[whatwg] Tag Soup: Blocks-in-inlines from Henri Sivonen on 2006-01-25 (public-whatwg-archive@w3.org from January 2006)

From: Henri Sivonen <hsivonen@iki.fi>
Date: Wed, 25 Jan 2006 18:21:55 +0200
Message-ID: <75914E68-E052-46B6-AE87-861B7A8E2D46@iki.fi>
On Jan 25, 2006, at 12:09, Lachlan Hunt wrote:

> This is in response to Hixie's article [1].

I had had such a strong intuitive assumption of what Gecko and  
WebCore were doing that I was surprised to learn their behavior is  
indeed much hairier. (I hadn't even verified my assumption by  
checking the sources, because it seemed so obvious to me that Gecko &  
WebCore were doing what I thought they were doing...)

Anyway, here's what I thought they were doing:

There's low-level parser is kind of like a tag-level lexer and emits  
a (non-well-formed) sequence of SAX-like events like startTag,  
characters, endTag and comment (in my parser* HtmlParser.java). These  
events don't go to the DOM builder / content sink directly. Instead,  
there's a filter layer that takes care of tag inference and emits a  
well-formed event stream (TagInferenceFilter.java and  
EmptyElementFilter.java in my parser). Additionally, there's a filter  
(not present in my parser, which is designed for conformance  
checking; this may need to be integrated into the tag inference  
filter) that performs the "residual style" fixups. It works like this  
(assuming that there is no need for legitimate tag inference at the  
same time):

A stack is used for keeping track of the open elements. When startTag  
is seen, the topmost element of the stack and the name of the new  
element are compared to a static table to see if the new element can  
occur as a child of the topmost element on the stack. If it can, the  
new element is pushed on the stack and echoed forward in the pipeline.

============================================================

_Directives_
a – Write out the passage of the blocks-in-inlines message starting at "[whatwg] Tag Soup: Blocks-in-inlines" and ending at "they were doing...)".
b – Answer these from the blocks-in-inlines message:
(i) Who wrote the message being replied to, and at what time?
(ii) Which two files in the writer's parser handle tag inference?
(iii) What is used to keep track of the open elements?
c – Carry the blocks-in-inlines message on past its final sentence.

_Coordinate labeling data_

============================================================

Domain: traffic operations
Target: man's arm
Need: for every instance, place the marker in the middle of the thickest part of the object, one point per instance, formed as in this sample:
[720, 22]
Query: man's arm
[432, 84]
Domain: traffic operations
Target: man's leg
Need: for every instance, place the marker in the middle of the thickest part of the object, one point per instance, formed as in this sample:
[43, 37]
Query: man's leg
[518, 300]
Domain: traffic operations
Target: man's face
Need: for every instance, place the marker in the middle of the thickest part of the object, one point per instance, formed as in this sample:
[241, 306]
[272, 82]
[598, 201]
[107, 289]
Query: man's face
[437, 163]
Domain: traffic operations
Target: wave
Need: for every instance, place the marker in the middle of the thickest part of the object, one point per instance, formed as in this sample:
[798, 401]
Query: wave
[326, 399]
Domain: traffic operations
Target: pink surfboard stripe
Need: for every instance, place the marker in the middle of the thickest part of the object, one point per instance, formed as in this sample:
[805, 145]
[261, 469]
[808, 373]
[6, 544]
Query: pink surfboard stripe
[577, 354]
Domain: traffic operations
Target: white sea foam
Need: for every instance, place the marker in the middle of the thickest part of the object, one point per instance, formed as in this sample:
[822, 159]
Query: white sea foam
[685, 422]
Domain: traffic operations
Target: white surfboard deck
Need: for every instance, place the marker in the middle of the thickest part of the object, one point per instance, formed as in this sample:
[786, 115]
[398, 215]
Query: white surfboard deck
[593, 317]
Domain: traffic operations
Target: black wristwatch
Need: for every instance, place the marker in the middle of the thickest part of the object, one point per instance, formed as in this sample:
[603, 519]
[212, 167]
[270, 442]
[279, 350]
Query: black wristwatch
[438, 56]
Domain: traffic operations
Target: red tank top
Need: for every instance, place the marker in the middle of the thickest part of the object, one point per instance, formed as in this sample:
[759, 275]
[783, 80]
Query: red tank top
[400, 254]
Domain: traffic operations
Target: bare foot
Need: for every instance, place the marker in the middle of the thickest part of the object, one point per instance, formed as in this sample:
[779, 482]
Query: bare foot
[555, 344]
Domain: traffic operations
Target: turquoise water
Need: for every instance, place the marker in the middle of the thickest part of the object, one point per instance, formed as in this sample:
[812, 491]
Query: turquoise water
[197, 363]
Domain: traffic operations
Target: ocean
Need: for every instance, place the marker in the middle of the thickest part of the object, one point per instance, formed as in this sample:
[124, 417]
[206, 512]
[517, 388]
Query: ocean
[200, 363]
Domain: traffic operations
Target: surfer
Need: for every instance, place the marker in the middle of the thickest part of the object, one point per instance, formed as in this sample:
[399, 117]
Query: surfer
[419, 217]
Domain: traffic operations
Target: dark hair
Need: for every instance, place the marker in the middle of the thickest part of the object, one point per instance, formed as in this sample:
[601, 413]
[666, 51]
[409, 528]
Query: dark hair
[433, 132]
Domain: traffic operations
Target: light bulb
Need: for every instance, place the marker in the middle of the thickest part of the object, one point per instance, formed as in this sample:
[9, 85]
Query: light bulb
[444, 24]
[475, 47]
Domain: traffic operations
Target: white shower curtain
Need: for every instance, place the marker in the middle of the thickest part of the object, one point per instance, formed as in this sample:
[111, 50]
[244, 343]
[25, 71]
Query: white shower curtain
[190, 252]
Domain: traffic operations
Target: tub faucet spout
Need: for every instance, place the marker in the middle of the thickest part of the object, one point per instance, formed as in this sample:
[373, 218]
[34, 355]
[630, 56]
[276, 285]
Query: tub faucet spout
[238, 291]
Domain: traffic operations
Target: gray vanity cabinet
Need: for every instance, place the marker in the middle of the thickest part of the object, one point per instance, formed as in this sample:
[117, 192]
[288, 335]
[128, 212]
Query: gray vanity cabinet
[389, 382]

============================================================

_Final answers_
a –
[whatwg] Tag Soup: Blocks-in-inlines from Henri Sivonen on 2006-01-25 (public-whatwg-archive@w3.org from January 2006)

From: Henri Sivonen <hsivonen@iki.fi>
Date: Wed, 25 Jan 2006 18:21:55 +0200
Message-ID: <75914E68-E052-46B6-AE87-861B7A8E2D46@iki.fi>
On Jan 25, 2006, at 12:09, Lachlan Hunt wrote:

> This is in response to Hixie's article [1].

I had had such a strong intuitive assumption of what Gecko and  
WebCore were doing that I was surprised to learn their behavior is  
indeed much hairier. (I hadn't even verified my assumption by  
checking the sources, because it seemed so obvious to me that Gecko &  
WebCore were doing what I thought they were doing...)

b –
(i) Lachlan Hunt, at 12:09 on Jan 25, 2006.
(ii) TagInferenceFilter.java and EmptyElementFilter.java.
(iii) A stack.

c –
If the element start was for an inline element, a second residual  
style stack is inspected. This also happens when characters are  
reported. If there are items in the residual style stack, the stack  
is popped and the popped element is echoed forward in the pipeline  
and pushed onto the open element stack. The items on the stacks  
include not only element names but attributes as well.

When the residual style stack is empty, the inline content (startTag  
of an inline element or characters) from the lower layer is echoed  
forward in the pipeline (pushing the element on the open element  
stack if it was startTag and not characters).

When an endTag is seen, if it matches the topmost item of the open  
element stack, the stack is popped end the endTag event (now actually  
an endElement event) is echoed forward in the pipeline.

If, however, the endTag and the open element stack do not match, the  
open element stack is searched until the first non-inline element. If  
a matching start for the endTag is found before or at the first non- 
inline element, the stack is popped and the popped item echoed  
forward in the pipeline and pushed onto the residual style stack  
until the matching start is found (at which point the element is  
close as above). If the matching start is not found before or at the  
first non-inline element on the stack, the endTag event is discarded.

Whenever items are pushed onto the residual style stack, it is  
considered an easy parse error.

Perhaps this model is a simple enough model to be deterministically  
specified but still good enough an approximation of Gecko's and  
WebCore's behavior. All decisions are local to the parse event being  
observed and do not involve reshuffling the parts of the DOM that  
have already been built.

* http://hsivonen.iki.fi/validator-about/htmlparser.jar (with source)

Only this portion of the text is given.